[PROBLEM] Convert the listing below into a JSON array of strings, with one string per line and blank lines omitted.
———
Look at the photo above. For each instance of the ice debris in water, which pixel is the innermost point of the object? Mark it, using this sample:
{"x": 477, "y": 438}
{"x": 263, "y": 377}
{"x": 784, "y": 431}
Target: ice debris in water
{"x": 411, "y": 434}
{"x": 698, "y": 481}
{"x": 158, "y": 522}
———
[FINAL RESULT]
[
  "Look at the photo above. For each instance of the ice debris in water, which pixel is the innermost point of the object? Mark it, using this sample:",
  "{\"x\": 477, \"y\": 438}",
  "{\"x\": 263, \"y\": 377}",
  "{\"x\": 784, \"y\": 431}",
  "Target: ice debris in water",
  "{\"x\": 411, \"y\": 434}",
  "{\"x\": 698, \"y\": 481}",
  "{\"x\": 158, \"y\": 522}"
]